TASK OBJECTIVE: Where is the beam generated, according to the forum thread on laser launching?

DOCUMENT EXCERPT:
◆ ◆ ◆

The beam isn't as powerful as those weapon-grade lasers, the propulsive force from the beam is, due to the repeatedly bouncing the beam between two points.

Details on the site are a bit sketchy, but its important to realize this isn't a standalone propulsion system. As I read it, its feasible only for surface launching of micro-payloads. The beam is generated here on Earth, then bounces back and forth between the launch site and the payload, generating additional thrust each time.

Quite obviously, once the payload is more than a few thousand miles from Earth, problems with beam collimation and alignment are going to make it unfeasible...and of course, the payload will need to aerobrake (or find some other way to decelerate) once it reaches its destination.

Sounds like an excellent system for launching tiny deep-space probes...but if people are seeing this as a rocket engine we can use to flit between planets, they're wrong.




RE: small correction
By masher2 (blog) on 9/21/2007 11:33:33 AM , Rating: 2
Another benefit, of course, is the potential to drastically cut lifting costs to NEO. A laser-based launch system could drastically cost the costs of getting small packages into orbit, which would go a long way towards making the commercialization of space feasible.


RE: small correction
By 16nm on 9/21/2007 12:23:21 PM , Rating: 3
But could continual use eventually push the planet closer toward the sun thereby exacerbating global warming? An important question that we must spend a few billion dollars of education funding to answer. (tongue-in-cheek)


RE: small correction
By jak3676 on 9/21/2007 12:28:52 PM , Rating: 4
I'll take that cheque and begin researching immediatly. If you give me enough money I'll even produce a sensationalized movie about it.


RE: small correction
By Polynikes on 9/21/2007 12:32:13 PM , Rating: 5
Hmm, good point. I think we should ban basketball; all that jumping up and down is surely causing us to get closer to the sun, thereby increasing global warming. The NBA was founded in 1946, and a lot of climate data shows our average temperatures going up a lot in the last 40 or 50 years! I SEE A CORRELATION!


RE: small correction
By jak3676 on 9/21/2007 12:40:09 PM , Rating: 5
But wait - if we only play basketball on the lighted side of the earth - wouldn't that push us further away from the sun. We need to get the NBA to balance their schedule between day and night games or we could either fall into the sun or bounce ourselves out of orbit. Quick someone go secure government funding to fight this pending catastrophy.

We also need an agency set up to study the possible negative impact of all this wasting of gravity. If we are not careful we may exhaust our supply of gravity.


RE: small correction
By Polynikes on 9/21/2007 2:03:55 PM , Rating: 3
Well the NBA season is during the winter months, so most of the games are played at night. Hence, we are being pushed towards the sun! Maybe not quite straight at it, but we're certainly getting closer.


RE: small correction
By Polynikes on 9/21/2007 2:05:52 PM , Rating: 4
I forgot to reply to your comment about gravity. Egads, I had no idea we were running out of it! I'm building a shelter underground so I don't fall off the earth!


RE: small correction
By jak3676 on 9/21/2007 7:54:55 PM , Rating: 5
Here's a quick list we can all follow to start conserving gravity.

1. Just make sure you move all the heavy objects in your house to the floor or to the lowest possible shelf.

◆ ◆ ◆

RAW RECORDS:

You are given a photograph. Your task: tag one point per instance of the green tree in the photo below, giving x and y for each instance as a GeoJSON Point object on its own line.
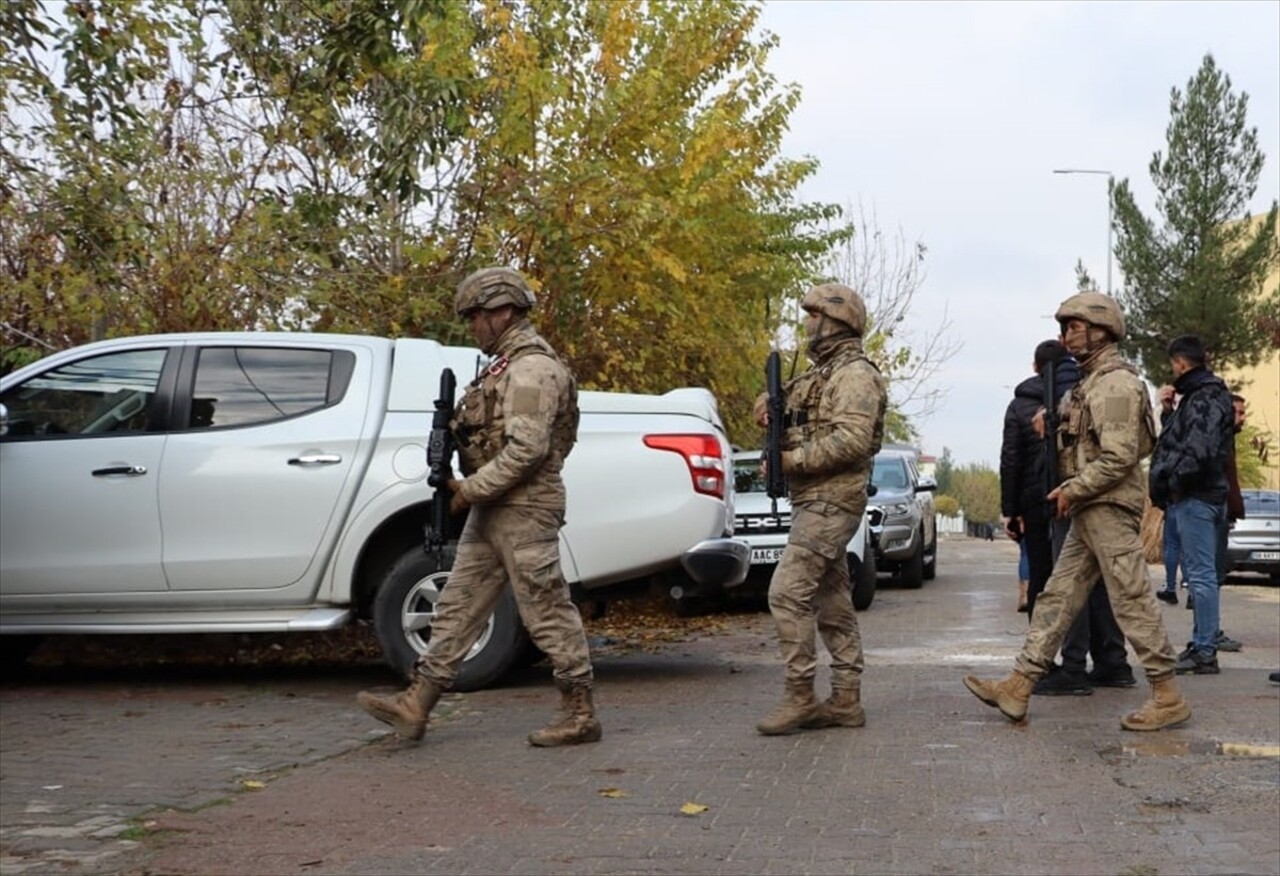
{"type": "Point", "coordinates": [1083, 281]}
{"type": "Point", "coordinates": [888, 272]}
{"type": "Point", "coordinates": [947, 506]}
{"type": "Point", "coordinates": [1202, 267]}
{"type": "Point", "coordinates": [944, 471]}
{"type": "Point", "coordinates": [341, 164]}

◆ ◆ ◆

PROBLEM SOLUTION: On Earth.